## [What you need to do]
(a) In the article on playful machine learning, which school trained Andreas Refsgaard as an interaction designer?
(b) Pick up the article on an interaction designer's journey into neural networks after its final sentence and carry it forward.

## [Passage given]
======

Playful Machine Learning: An Interaction Designer’s Journey into Neural Networks – Andreas Refsgaard

In this article, interaction designer and artist Andreas Refsgaard describes how machine learning has become an integrated part of his practice. While still relying on coding for most of his work, training machine learning algorithms has changed his attitude towards a lot of problems and enabled him to see a whole new range of opportunities for projects.

Through his playful projects Andreas is actively seeking out unconventional connections between inputs and outputs using simple machine learning techniques. Games are controlled by making silly sounds, music is composed by drawing instruments on paper and algorithms are trained to decide what is funny, funky or boring. Recently Andreas has been experimenting with using machine learning to create new texts and images based on large amounts of training data and has created – an online bookstore which sells science fiction novels generated by an artificial intelligence. Overall, the paper demonstrates how machine learning can be used to create playful interactions, solve problems in human-computer interaction and help us ask important questions about the future of design.


We live in a time where artificial intelligence and machine learning seems to be everywhere. Not a week goes by without stories of how algorithms and robots are going to take our jobs, drive our cars, become our lovers, replace our pets or supersede our doctors. Along with all the buzz comes a lot of misconceptions and myths. When we think of machine learning or artificial intelligence, we think of automation, not creative opportunities. Additionally, artists and designers are often scared to enter the field, imagining that they need computer science PhDs and big server parks just to get started. And that is a shame, since there is lots of low hanging fruit out there for all creatives.

Trained as an interaction designer from Copenhagen Institute of Interaction Design (CIID) I am what you might call a creative technologist working within the field of art and design using code as my main tool. But during the last five years machine learning has become an integrated part of my practice, despite the fact that I have never had any formal education within the field or academic prerequisites beyond my long forgotten high school math.

While I still write code, training machine learning algorithms has somewhat changed my attitude towards a lot of problems and enabled me to see a whole new range of opportunities for projects. But what is the real difference between the two approaches?

Coding vs. training

When programming interactive prototypes, interaction designers traditionally rely on their ability to formulate logical structures and explicit relationships between inputs and outputs through code that executes in a predictable way.

======

## [Dataset extract]
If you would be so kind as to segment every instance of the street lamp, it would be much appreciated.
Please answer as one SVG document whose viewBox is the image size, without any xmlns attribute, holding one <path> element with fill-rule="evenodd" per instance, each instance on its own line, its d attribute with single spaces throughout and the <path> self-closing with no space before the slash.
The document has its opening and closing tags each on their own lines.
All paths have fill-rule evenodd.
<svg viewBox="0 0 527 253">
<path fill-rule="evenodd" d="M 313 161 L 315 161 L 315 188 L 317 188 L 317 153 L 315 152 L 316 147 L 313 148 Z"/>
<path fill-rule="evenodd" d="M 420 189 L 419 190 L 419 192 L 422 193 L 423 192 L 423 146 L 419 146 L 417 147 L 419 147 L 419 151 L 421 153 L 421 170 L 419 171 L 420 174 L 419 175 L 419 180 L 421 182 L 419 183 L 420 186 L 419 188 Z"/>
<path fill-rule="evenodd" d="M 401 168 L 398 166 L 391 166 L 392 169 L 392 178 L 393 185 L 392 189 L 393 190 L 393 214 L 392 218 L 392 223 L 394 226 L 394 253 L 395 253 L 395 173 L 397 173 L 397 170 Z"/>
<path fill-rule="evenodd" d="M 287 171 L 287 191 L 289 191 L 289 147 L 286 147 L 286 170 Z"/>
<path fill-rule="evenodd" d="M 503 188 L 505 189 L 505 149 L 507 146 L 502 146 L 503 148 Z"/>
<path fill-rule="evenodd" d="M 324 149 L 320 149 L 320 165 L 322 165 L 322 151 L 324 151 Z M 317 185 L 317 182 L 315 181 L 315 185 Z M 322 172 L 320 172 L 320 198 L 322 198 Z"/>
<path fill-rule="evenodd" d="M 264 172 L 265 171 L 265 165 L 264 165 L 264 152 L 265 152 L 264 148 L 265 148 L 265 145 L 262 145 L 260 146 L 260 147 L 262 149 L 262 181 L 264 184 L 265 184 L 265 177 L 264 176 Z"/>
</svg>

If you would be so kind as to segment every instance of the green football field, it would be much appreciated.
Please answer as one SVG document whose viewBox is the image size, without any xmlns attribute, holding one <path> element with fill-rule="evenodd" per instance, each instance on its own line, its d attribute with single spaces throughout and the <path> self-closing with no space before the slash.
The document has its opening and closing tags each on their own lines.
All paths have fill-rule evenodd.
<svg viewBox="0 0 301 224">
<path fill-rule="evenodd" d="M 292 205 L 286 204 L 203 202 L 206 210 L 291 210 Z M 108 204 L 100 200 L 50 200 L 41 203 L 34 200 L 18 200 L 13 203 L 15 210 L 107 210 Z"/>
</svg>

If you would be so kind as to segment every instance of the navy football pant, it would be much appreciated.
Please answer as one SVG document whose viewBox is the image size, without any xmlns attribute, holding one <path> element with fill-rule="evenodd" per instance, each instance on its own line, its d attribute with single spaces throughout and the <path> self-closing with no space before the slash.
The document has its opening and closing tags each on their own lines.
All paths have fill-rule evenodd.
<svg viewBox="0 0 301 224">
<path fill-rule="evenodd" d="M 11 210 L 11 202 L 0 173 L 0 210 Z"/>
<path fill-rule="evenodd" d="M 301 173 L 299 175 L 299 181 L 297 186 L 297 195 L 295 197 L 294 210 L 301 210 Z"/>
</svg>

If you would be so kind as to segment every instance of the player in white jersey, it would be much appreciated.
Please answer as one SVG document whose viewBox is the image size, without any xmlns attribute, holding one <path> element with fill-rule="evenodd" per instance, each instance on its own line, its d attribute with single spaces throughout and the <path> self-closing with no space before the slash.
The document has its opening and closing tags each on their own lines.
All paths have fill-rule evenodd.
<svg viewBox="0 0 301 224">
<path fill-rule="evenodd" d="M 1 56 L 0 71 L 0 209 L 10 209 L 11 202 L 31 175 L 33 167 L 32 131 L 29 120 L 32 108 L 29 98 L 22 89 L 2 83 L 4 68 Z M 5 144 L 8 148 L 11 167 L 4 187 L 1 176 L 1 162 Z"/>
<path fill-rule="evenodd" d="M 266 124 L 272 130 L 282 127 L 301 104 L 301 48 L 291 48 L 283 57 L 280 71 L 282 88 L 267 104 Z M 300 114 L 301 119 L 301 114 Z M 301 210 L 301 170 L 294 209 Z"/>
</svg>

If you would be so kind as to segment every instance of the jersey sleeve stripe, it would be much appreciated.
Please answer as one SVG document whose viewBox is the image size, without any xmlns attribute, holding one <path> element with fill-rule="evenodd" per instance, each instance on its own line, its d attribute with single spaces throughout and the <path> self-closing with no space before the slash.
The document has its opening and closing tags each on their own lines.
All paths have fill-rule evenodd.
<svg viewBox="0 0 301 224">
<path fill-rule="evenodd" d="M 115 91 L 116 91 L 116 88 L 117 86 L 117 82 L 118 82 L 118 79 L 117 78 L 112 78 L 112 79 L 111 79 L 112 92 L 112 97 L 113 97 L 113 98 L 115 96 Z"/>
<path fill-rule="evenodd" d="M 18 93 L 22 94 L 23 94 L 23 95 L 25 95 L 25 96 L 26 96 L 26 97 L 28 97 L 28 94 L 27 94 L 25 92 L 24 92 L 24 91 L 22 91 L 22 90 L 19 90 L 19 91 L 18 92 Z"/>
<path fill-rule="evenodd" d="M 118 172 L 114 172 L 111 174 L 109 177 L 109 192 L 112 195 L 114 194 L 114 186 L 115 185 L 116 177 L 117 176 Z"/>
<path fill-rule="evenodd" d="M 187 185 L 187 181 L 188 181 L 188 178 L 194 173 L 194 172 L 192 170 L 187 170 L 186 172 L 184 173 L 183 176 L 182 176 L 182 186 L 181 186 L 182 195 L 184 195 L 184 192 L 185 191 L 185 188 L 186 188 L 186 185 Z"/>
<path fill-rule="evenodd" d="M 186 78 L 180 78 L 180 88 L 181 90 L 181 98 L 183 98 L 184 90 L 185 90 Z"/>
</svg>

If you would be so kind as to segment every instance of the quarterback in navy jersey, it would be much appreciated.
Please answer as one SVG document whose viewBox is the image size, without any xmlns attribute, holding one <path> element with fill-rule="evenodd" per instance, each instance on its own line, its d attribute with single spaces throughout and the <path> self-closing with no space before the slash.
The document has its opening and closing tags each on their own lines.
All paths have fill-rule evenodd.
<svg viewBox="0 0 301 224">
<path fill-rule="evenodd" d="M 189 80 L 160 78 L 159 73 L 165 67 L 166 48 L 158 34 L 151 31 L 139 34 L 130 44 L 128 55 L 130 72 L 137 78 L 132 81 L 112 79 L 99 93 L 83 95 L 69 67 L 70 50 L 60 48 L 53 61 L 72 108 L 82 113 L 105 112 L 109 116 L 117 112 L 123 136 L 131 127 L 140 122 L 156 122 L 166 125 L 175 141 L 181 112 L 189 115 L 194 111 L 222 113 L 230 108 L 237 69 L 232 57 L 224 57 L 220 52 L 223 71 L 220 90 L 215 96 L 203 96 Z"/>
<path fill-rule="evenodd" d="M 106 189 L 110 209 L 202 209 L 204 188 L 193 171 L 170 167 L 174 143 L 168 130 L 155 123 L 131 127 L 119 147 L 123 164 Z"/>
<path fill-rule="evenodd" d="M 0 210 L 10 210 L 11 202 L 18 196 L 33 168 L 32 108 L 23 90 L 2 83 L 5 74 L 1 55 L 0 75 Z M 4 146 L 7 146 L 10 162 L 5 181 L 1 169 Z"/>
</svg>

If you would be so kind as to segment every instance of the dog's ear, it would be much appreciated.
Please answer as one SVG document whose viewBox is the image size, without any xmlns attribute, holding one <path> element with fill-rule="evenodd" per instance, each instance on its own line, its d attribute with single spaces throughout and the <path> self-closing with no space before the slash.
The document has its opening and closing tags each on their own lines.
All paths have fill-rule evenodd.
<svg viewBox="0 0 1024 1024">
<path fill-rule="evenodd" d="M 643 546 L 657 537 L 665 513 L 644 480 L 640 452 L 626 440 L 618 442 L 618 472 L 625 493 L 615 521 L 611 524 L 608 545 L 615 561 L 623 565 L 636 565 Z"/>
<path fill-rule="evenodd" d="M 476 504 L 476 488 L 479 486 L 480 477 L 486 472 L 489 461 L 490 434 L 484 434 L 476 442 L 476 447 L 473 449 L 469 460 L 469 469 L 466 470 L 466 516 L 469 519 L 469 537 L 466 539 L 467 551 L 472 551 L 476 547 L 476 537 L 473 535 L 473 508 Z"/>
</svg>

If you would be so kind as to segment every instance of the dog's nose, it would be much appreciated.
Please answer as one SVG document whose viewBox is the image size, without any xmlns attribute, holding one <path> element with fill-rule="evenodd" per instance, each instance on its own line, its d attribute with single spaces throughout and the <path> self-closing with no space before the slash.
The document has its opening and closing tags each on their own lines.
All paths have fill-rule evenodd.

======

## [Set of answers]
(a) The Copenhagen Institute of Interaction Design (CIID).

(b)
Machine learning suggests a different kind of logic. Instead of relying on explicit sets of rules to determine a system’s behaviour, machine learning models learn by example, by looking for patterns within a set of examples or training data from a designer or performer, and makes the rules autonomously so as to conform to the performer’s expectation. This pattern recognition process is somewhat similar to our own mental processes for learning about the world around us and provides a lot of new opportunities for interaction designers, especially when dealing with input data too complex to account for via coding. To put some of these thoughts into context I will present a few projects built using fairly simple and accessible machine learning techniques.

Wolfenstein 3D controlled by sound

The first project is a hack of the old first-person shooter video game Wolfenstein 3D made with Lasse Korsgaard for our former studio Støj. Instead of relying on mouse and keyboard controls to play the game, we trained an algorithm to recognize and distinguish between a set of sounds and mapped each one to a different action within the game: Whistling moves the character forward, clapping opens doors, two different grunts turn you left and right and as for shooting? “Pew pew”, of course!

Fig. 1. Andreas Refsgaard & Lasse Korsgaard, Wolfenstein 3D controlled by sound. 2017.

The training in itself took no more than a few minutes, and essentially just required us to record a dozen examples for each of the different sounds. Although in no way perfect, this quick and dirty approach proved accurate enough to control the game.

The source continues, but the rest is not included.